### Aim of the task
For each of the three statements below, decide from the account of closing the design studio whether it agrees with the text, answering yes or no and quoting the deciding words. 1. The studio was moved back to the family home. 2. Packing up the studio took two weeks. 3. The colleagues did not help with the move.

Forced to lock the Blenheim Design studio doors, due to Covid-19 , I’ve been revisiting my original passion for the hospitality design and wondering when will restaurant designers be needed again.
For two weeks before my decision to hand studio keys to our landlord, I was bombarded about Covid updates from clients, suppliers and friends. All of our projects were frozen and we went from long work days to nothing.
Without any unprecedented experience of my living memory, I spent long weekend wondering what would be the best course of action. Moment of deadly calm came over me and I moved the whole studio back to where I originally started Blenheim Design - family home.
I spent ten days working well into the night sifting through our extensive material library and project documents, labelling boxes, dismantling furniture and taking awards and pictures off the walls. My colleagues helped with the move and we parted at the car park with a strange mixture of grief and uncertainty forcing ourselves to act positive and upbeat about the future. As I was loading the car with the sample lamps, loaned to us for the clients approval, news came on the radio announcing wide spread lock down.

### Listed records
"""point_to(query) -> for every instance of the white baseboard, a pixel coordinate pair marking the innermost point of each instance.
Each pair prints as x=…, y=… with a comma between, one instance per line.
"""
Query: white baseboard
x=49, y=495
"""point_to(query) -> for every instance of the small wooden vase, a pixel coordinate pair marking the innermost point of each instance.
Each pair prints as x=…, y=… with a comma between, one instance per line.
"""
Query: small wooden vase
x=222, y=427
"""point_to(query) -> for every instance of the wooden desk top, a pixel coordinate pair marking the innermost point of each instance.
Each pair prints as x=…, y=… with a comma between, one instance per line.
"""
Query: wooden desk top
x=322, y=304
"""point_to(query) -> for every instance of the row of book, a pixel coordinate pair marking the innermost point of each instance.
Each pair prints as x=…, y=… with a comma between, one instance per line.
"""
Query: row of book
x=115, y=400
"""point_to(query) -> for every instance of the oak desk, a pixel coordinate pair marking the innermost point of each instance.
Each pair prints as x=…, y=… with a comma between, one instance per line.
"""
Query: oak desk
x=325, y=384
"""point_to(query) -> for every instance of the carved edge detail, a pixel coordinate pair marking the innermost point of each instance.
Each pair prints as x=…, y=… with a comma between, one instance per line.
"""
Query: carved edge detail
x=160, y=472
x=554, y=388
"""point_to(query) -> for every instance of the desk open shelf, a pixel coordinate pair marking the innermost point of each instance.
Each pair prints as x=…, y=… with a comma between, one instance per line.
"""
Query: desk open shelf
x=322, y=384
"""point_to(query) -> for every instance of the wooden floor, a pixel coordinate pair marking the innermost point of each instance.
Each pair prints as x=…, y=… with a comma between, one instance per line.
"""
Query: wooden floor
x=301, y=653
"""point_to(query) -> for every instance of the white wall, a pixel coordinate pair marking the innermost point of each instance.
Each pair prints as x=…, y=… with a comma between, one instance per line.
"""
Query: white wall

### Solution
1. Yes: "I moved the whole studio back to where I originally started Blenheim Design - family home."
2. No: "I spent ten days working well into the night sifting through our extensive material library and project documents"
3. No: "My colleagues helped with the move"